*CHALLENGES*
1. According to the dirt road essay, at what time does the writer leave the apartment to paint houses?
2. List the three lessons that the dirt road essay says the writer began to learn.
3. For each statement, say whether the dirt road essay agrees with it, and quote the words that decide it. (a) The writer has already become a published author. (b) The podcast the writer was listening to belongs to Jim Kwik. (c) Clinton often remembered people's names.

*READING TEXT*
-- start --
The Dirt Road

One of my favorite aspects of life is familiarity. You know- going to the same barber every month, taking the dogs for a walk every morning and evening, and even the annual visit to the dentist’s office. It’s comforting to know that the same thing will happen over and over again. We don’t have to think about it. We don’t have to make decisions. We get to mindlessly act.

But there are problems that can breed from familiarity. Complacency, discontent, or just a lower level of living. We follow the road we have paved all the way to boredom and an unfulfilled life.

I realized that I was doing this with the Holy Spirit. I complained that life doesn’t change the way I expect it to, but yet I found myself doing the same thing over and over again. The Holy Spirit would speak to me through my wife or a gentle nudge, and yet I often ignored this for the familiarity of the paved road.

Then, completely out of my control, the Holy Spirit decided that enough was enough. He put up a detour in my life, causing me to blaze off the path I had become familiar with and travel along a dirt road toward a different direction.

I began to learn three lessons: Let go, show up, and have grit.

Let go:

It was difficult having to address the new surroundings I found myself in. I was supposed to be a published author by now, but here I am going to work on a daily basis to paint houses. Sure, I love the people I am working with- but this isn’t what I wanted.

I had certain expectations for myself by this point in life. I should have become a successful writer. I at least expected to find myself in the position of paying other people to paint my house– not leaving my apartment at 6:30 in the morning to do this for someone else.

But I had to let go of my own expectations and specific hopes for what I wanted to happen. This simple idea allowed me to be more open to my circumstances. I knew that I was on a different path than I had planned and that in order to succeed I needed to let go of my own expectations and…

Show up:

So how exactly was I supposed to show up? I was listening to an interview on Dave Asprey’s podcast, bulletproof radio (Interview with Jim Kwik), where Jim Kwik mentions the presence of former President Bill Clinton. Jim said that Clinton maintained a powerful presence wherever he went and to whoever he spoke with. Clinton often remembered people’s names, as well as focused on each person he spoke with in that moment– instead of thinking about other conversations or people in the room. Jim Kwik ultimately decided that Bill Clinton’s ability to have a powerful presence came from his ability to be powerfully present.

So, I needed to let go- then be powerfully present. That’s all. How hard could that possibly be?
-- end --
*SUPPLIED MATERIAL*
-- start --
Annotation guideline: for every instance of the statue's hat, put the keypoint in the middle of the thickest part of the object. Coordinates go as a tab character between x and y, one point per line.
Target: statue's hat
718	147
-- end --
*ANSWERS TO THE TASKS*
1. At 6:30 in the morning.

2. Let go, show up, and have grit.

3.
(a) No: "I was supposed to be a published author by now, but here I am going to work on a daily basis to paint houses."
(b) No: "I was listening to an interview on Dave Asprey’s podcast, bulletproof radio (Interview with Jim Kwik)"
(c) Yes: "Clinton often remembered people’s names"